What to produce: Copy the lines below verbatim, from the line containing "Detect the soldier's short" through the line containing "[312,613,467,802]", including both of those lines.

Data:
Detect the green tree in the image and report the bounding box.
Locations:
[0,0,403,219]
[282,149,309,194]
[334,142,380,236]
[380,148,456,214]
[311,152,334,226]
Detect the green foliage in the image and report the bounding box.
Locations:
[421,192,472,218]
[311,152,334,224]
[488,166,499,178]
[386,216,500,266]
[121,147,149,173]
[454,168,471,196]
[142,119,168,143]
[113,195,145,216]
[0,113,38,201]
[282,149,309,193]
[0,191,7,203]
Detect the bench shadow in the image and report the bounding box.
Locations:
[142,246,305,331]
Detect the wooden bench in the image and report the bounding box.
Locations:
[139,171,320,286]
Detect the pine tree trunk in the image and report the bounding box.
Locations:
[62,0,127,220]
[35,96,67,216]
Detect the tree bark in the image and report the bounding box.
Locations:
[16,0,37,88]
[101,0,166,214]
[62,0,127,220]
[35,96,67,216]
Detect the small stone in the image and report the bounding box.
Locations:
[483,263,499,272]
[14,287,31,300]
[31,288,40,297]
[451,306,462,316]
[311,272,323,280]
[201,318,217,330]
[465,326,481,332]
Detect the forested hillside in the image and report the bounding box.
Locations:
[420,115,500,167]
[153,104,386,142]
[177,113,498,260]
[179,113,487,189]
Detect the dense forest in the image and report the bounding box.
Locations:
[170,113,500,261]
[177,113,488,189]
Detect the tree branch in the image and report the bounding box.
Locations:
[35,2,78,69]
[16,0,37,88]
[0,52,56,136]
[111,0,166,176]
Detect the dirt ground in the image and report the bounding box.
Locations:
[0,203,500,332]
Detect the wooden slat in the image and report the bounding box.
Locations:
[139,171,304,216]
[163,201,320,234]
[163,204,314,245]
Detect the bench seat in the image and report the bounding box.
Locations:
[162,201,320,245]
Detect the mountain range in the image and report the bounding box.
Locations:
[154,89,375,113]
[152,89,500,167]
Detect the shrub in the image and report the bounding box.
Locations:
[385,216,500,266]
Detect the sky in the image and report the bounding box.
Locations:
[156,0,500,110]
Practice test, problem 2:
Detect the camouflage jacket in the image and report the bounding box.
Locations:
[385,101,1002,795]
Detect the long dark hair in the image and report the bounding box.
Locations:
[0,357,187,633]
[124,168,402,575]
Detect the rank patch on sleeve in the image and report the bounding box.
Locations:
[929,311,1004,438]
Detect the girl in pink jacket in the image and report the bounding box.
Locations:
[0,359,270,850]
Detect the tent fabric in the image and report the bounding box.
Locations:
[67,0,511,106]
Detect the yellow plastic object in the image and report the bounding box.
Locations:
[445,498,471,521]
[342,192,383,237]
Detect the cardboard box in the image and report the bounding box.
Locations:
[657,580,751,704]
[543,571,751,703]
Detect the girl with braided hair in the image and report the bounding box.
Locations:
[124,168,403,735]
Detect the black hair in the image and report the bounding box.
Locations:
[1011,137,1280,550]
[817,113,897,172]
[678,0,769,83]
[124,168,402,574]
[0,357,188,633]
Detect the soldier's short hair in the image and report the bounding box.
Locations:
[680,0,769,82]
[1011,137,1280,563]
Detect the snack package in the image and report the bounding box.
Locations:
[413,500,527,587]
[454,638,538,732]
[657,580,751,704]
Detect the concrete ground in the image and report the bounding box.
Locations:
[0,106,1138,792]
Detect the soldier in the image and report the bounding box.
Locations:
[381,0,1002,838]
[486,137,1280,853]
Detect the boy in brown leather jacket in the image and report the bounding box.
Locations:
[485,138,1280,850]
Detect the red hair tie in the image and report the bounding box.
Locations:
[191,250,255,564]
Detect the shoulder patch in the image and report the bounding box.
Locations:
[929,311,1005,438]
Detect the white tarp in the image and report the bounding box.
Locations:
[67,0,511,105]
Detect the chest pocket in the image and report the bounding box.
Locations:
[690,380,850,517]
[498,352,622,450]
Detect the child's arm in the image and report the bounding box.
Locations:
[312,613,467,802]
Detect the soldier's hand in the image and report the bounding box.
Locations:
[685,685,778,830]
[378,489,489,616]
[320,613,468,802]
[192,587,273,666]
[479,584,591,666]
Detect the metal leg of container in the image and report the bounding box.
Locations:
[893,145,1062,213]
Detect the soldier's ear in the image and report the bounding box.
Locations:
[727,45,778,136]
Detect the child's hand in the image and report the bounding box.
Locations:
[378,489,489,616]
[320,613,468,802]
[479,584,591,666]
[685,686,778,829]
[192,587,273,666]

Solved problem:
Detect the soldier's short hair in the image and report the bounding box.
Locations:
[680,0,769,82]
[1011,137,1280,563]
Detect the snack package in the image and report the bounding box.
Locations:
[413,500,527,587]
[454,638,538,732]
[657,580,751,704]
Detect the concrete ground in the image and report the bounding box.
Locations:
[0,106,1138,792]
Detect the soldier in the image and report the bounding box.
Locations:
[381,0,1002,838]
[486,137,1280,853]
Detect the boy in brown leather jacket in the image and report the bounding box.
Locations:
[485,138,1280,850]
Detect the red hair tie in the image and report the bounding box.
Locations:
[191,250,255,564]
Detect the shoulder patch in the image and report the bounding box.
Locations:
[929,311,1005,438]
Detect the white tarp in the image and report the bounding box.
Locations:
[67,0,511,105]
Detect the chest pocket in the image and report the bounding box.
Locations:
[690,380,850,517]
[498,352,622,450]
Detect the child's arm in the image and report the bounding box.
Locations:
[312,613,467,802]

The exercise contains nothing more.